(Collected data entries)
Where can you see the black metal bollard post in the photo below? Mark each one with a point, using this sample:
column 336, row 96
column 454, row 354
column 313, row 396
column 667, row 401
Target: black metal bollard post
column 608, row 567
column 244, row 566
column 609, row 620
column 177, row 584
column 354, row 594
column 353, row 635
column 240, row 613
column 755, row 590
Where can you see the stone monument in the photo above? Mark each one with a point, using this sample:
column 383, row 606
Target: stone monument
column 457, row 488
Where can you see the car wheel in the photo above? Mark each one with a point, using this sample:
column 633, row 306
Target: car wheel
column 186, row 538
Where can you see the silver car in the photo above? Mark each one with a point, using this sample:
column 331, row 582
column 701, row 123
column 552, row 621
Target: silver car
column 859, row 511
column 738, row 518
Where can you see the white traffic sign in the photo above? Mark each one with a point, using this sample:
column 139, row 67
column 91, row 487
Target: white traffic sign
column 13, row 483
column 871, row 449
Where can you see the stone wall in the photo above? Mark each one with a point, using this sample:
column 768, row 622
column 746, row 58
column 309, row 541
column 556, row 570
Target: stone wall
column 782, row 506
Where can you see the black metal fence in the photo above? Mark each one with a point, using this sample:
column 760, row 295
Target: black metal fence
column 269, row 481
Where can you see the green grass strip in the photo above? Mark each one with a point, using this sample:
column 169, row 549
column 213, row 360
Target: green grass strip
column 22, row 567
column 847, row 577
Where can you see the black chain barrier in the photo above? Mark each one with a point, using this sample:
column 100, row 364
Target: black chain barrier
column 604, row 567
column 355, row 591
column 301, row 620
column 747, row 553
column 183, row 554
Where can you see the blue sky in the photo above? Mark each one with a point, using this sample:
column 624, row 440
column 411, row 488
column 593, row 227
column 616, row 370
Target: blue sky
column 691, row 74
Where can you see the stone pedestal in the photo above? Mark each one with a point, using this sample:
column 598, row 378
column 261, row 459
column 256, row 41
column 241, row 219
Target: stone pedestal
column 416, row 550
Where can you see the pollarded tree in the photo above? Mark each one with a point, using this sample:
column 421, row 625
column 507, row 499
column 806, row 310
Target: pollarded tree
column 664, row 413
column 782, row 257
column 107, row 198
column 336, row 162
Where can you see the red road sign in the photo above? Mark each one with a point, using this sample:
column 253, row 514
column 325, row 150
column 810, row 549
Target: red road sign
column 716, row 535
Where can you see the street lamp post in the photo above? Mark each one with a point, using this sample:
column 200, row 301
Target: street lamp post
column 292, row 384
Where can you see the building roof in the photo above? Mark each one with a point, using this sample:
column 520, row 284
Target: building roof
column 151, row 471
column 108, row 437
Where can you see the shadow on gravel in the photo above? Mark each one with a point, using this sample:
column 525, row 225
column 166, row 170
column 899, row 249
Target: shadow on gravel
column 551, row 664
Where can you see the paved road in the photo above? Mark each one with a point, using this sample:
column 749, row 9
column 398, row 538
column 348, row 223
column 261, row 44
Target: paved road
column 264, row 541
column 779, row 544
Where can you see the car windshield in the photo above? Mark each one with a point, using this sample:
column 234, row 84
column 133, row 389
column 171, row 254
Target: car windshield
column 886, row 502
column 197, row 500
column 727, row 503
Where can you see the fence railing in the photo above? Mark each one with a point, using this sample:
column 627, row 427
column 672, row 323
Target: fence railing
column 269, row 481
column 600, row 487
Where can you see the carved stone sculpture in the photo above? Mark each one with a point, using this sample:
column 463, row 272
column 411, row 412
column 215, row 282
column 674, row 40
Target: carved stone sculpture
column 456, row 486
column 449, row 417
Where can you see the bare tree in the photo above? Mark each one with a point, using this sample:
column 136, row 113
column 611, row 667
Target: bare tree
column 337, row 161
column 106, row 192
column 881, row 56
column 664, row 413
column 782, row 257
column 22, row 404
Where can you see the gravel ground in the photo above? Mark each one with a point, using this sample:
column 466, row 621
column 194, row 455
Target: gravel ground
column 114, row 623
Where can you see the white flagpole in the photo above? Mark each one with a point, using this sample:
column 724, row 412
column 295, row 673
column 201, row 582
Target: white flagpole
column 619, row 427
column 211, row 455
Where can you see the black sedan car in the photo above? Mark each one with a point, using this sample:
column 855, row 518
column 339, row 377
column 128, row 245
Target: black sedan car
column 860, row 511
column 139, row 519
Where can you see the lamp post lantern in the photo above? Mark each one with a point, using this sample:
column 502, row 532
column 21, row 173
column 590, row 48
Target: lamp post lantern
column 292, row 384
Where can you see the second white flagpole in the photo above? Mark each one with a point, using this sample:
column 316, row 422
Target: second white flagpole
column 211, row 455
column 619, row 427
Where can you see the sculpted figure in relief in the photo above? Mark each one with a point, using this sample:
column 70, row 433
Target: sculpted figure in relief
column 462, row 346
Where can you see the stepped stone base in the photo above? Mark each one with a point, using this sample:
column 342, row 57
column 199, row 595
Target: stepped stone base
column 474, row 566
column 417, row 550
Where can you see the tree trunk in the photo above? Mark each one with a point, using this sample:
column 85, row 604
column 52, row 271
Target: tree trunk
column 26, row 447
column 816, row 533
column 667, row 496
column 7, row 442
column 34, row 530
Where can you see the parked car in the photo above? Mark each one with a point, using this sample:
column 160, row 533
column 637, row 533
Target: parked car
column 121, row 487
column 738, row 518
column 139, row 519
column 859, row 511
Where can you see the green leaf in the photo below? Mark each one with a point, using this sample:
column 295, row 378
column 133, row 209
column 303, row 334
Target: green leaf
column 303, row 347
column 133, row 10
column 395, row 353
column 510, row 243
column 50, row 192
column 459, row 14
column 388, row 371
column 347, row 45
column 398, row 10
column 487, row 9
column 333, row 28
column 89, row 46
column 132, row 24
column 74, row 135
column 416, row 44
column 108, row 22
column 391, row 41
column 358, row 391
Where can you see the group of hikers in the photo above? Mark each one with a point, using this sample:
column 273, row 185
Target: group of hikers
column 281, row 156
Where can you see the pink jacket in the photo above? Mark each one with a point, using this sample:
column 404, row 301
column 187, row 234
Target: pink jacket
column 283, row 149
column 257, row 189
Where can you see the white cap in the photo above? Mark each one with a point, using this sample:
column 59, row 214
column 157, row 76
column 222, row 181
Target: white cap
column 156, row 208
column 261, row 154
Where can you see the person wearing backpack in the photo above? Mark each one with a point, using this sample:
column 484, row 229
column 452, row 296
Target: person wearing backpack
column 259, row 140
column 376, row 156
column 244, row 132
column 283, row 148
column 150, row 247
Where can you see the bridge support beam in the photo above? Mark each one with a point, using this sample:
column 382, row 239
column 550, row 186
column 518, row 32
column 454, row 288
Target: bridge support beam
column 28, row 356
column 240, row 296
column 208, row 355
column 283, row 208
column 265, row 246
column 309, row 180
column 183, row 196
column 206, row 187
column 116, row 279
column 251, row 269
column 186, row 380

Exercise task: Express every line of the records above as a JSON list of strings, with one string per line and blank lines left out.

Exercise response:
[
  "Where can you see the black metal bollard post in the photo below? Mark each one with a point, using this sample:",
  "column 336, row 96",
  "column 454, row 354",
  "column 313, row 396",
  "column 667, row 401",
  "Target: black metal bollard post",
  "column 608, row 567",
  "column 244, row 566",
  "column 609, row 620",
  "column 177, row 584",
  "column 354, row 594",
  "column 353, row 635",
  "column 240, row 613",
  "column 755, row 590",
  "Where can you see the stone monument in the photo above? Mark each one with a point, using this sample:",
  "column 383, row 606",
  "Target: stone monument",
  "column 457, row 488",
  "Where can you see the car wheel in the photo above? Mark each one with a point, using this sample:",
  "column 633, row 306",
  "Target: car wheel",
  "column 186, row 538",
  "Where can you see the silver car in the photo above? Mark each one with a point, using this sample:",
  "column 331, row 582",
  "column 701, row 123",
  "column 552, row 621",
  "Target: silver car",
  "column 859, row 511",
  "column 738, row 518",
  "Where can you see the white traffic sign in the photo above? Mark each one with a point, using this sample:",
  "column 139, row 67",
  "column 91, row 487",
  "Target: white traffic sign",
  "column 13, row 483",
  "column 871, row 449",
  "Where can you see the stone wall in the photo above? Mark each one with a point, using this sample:",
  "column 768, row 622",
  "column 746, row 58",
  "column 309, row 541",
  "column 556, row 570",
  "Target: stone wall",
  "column 782, row 506",
  "Where can you see the black metal fence in the photo above? Mark each one with a point, using this sample:",
  "column 760, row 295",
  "Target: black metal fence",
  "column 269, row 481",
  "Where can you see the green grass strip in the photo above? Mark each one with a point, using this sample:",
  "column 169, row 549",
  "column 213, row 360",
  "Target: green grass strip",
  "column 22, row 567",
  "column 847, row 577",
  "Where can you see the black chain barrier in the photo above? Mark each one with a point, using this sample:",
  "column 100, row 364",
  "Target: black chain barrier",
  "column 604, row 567",
  "column 355, row 591",
  "column 301, row 620",
  "column 747, row 553",
  "column 183, row 554",
  "Where can you see the blue sky in the photo above? Mark each one with a point, using this sample:",
  "column 624, row 440",
  "column 411, row 488",
  "column 593, row 227",
  "column 616, row 370",
  "Target: blue sky",
  "column 691, row 74",
  "Where can you see the stone pedestal in the photo above? Mark each one with a point, using this sample:",
  "column 598, row 378",
  "column 261, row 459",
  "column 256, row 41",
  "column 241, row 219",
  "Target: stone pedestal",
  "column 416, row 550",
  "Where can you see the pollarded tree in the photo above? Mark each one with a point, using this sample:",
  "column 421, row 625",
  "column 507, row 499",
  "column 806, row 310",
  "Target: pollarded tree",
  "column 664, row 413",
  "column 782, row 257",
  "column 107, row 198",
  "column 336, row 162",
  "Where can you see the red road sign in the photo above? Mark each one with a point, using this sample:",
  "column 253, row 514",
  "column 325, row 150",
  "column 810, row 549",
  "Target: red road sign",
  "column 716, row 535",
  "Where can you see the street lamp post in the photo above? Mark each one with a point, using this sample:",
  "column 200, row 301",
  "Target: street lamp post",
  "column 292, row 384",
  "Where can you see the building roof in the photo above? Mark each one with a point, using this sample:",
  "column 520, row 284",
  "Target: building roof",
  "column 151, row 471",
  "column 108, row 437",
  "Where can you see the shadow on gravel in the photo above? Mark each one with a point, using this sample:",
  "column 525, row 225",
  "column 166, row 170",
  "column 899, row 249",
  "Target: shadow on gravel",
  "column 551, row 664",
  "Where can you see the paved road in the photo above? Mark each one with a point, using this sample:",
  "column 749, row 9",
  "column 398, row 538",
  "column 348, row 223",
  "column 261, row 44",
  "Target: paved road",
  "column 264, row 541",
  "column 779, row 544",
  "Where can you see the car windshield in the photo above? Mark each one with a point, using this sample:",
  "column 234, row 84",
  "column 133, row 389",
  "column 171, row 254",
  "Target: car windshield",
  "column 886, row 502",
  "column 197, row 500",
  "column 727, row 503",
  "Where can you see the fence railing in the photo above? Mark each one with a point, using this sample:",
  "column 627, row 427",
  "column 672, row 323",
  "Target: fence railing",
  "column 269, row 481",
  "column 600, row 487",
  "Where can you see the carved stone sculpture in the photo above? Mark each one with a point, using this sample:",
  "column 463, row 272",
  "column 411, row 412",
  "column 215, row 282",
  "column 674, row 40",
  "Target: carved stone sculpture",
  "column 456, row 486",
  "column 449, row 417",
  "Where can you see the bare tree in the photo above? Mark each one with a point, using this sample:",
  "column 136, row 113",
  "column 611, row 667",
  "Target: bare tree",
  "column 337, row 161",
  "column 106, row 192",
  "column 881, row 56",
  "column 664, row 413",
  "column 782, row 257",
  "column 22, row 404",
  "Where can you see the gravel ground in the photo above? Mark each one with a point, using this sample:",
  "column 466, row 621",
  "column 194, row 455",
  "Target: gravel ground",
  "column 114, row 623",
  "Where can you see the white flagpole in the photo above? Mark each one with a point, using this sample:",
  "column 724, row 412",
  "column 295, row 673",
  "column 201, row 582",
  "Target: white flagpole",
  "column 619, row 427",
  "column 211, row 455",
  "Where can you see the black sedan car in the photo above? Mark each one with a point, using this sample:",
  "column 855, row 518",
  "column 339, row 377",
  "column 128, row 245",
  "Target: black sedan car",
  "column 860, row 511",
  "column 139, row 519",
  "Where can you see the lamp post lantern in the photo above? Mark each one with a point, using this sample:",
  "column 502, row 532",
  "column 21, row 173",
  "column 590, row 48",
  "Target: lamp post lantern",
  "column 292, row 384",
  "Where can you see the second white flagpole in the photo above? Mark each one with a point, using this sample:",
  "column 316, row 422",
  "Target: second white flagpole",
  "column 211, row 455",
  "column 619, row 427",
  "Where can you see the sculpted figure in relief in the photo above? Mark each one with a point, using this sample:",
  "column 70, row 433",
  "Target: sculpted figure in relief",
  "column 462, row 346",
  "Where can you see the stepped stone base in the photo above? Mark each one with a point, using this sample:",
  "column 342, row 57",
  "column 199, row 595",
  "Target: stepped stone base",
  "column 474, row 566",
  "column 417, row 550",
  "Where can you see the tree trunk in the photo above? Mark each one with a point, using this sample:",
  "column 85, row 604",
  "column 52, row 271",
  "Target: tree trunk",
  "column 26, row 447",
  "column 816, row 533",
  "column 667, row 496",
  "column 7, row 442",
  "column 34, row 530",
  "Where can you see the parked car in the photo above? Mark each one with a point, using this sample:",
  "column 160, row 533",
  "column 637, row 533",
  "Target: parked car",
  "column 121, row 487",
  "column 738, row 518",
  "column 139, row 519",
  "column 859, row 511",
  "Where can you see the green leaf in the photo below? Mark each one with a point, using this sample:",
  "column 295, row 378",
  "column 133, row 209",
  "column 303, row 334",
  "Target: green leaf",
  "column 303, row 347",
  "column 133, row 10",
  "column 395, row 353",
  "column 510, row 243",
  "column 50, row 192",
  "column 459, row 14",
  "column 388, row 371",
  "column 347, row 45",
  "column 398, row 10",
  "column 487, row 9",
  "column 333, row 28",
  "column 89, row 46",
  "column 132, row 24",
  "column 74, row 135",
  "column 416, row 44",
  "column 108, row 22",
  "column 391, row 41",
  "column 358, row 391",
  "Where can you see the group of hikers in the photo above? Mark each one with a point, using this sample:",
  "column 273, row 185",
  "Target: group of hikers",
  "column 281, row 156",
  "Where can you see the pink jacket in the photo above? Mark each one with a point, using this sample:",
  "column 404, row 301",
  "column 187, row 234",
  "Target: pink jacket",
  "column 283, row 149",
  "column 257, row 189",
  "Where can you see the white cap in the photo above? Mark each one with a point, using this sample:",
  "column 59, row 214",
  "column 157, row 76",
  "column 222, row 181",
  "Target: white cap",
  "column 156, row 208",
  "column 261, row 154",
  "Where can you see the person wearing backpack in the photo above? Mark each one with a point, using this sample:",
  "column 484, row 229",
  "column 452, row 296",
  "Target: person wearing backpack",
  "column 259, row 140",
  "column 376, row 156",
  "column 244, row 132",
  "column 283, row 148",
  "column 150, row 247",
  "Where can you see the bridge support beam in the photo above? Mark each one with a point, using this sample:",
  "column 382, row 239",
  "column 550, row 186",
  "column 518, row 32",
  "column 454, row 288",
  "Target: bridge support beam",
  "column 28, row 356",
  "column 240, row 296",
  "column 208, row 355",
  "column 283, row 208",
  "column 265, row 246",
  "column 309, row 180",
  "column 183, row 196",
  "column 206, row 187",
  "column 116, row 279",
  "column 251, row 269",
  "column 186, row 380"
]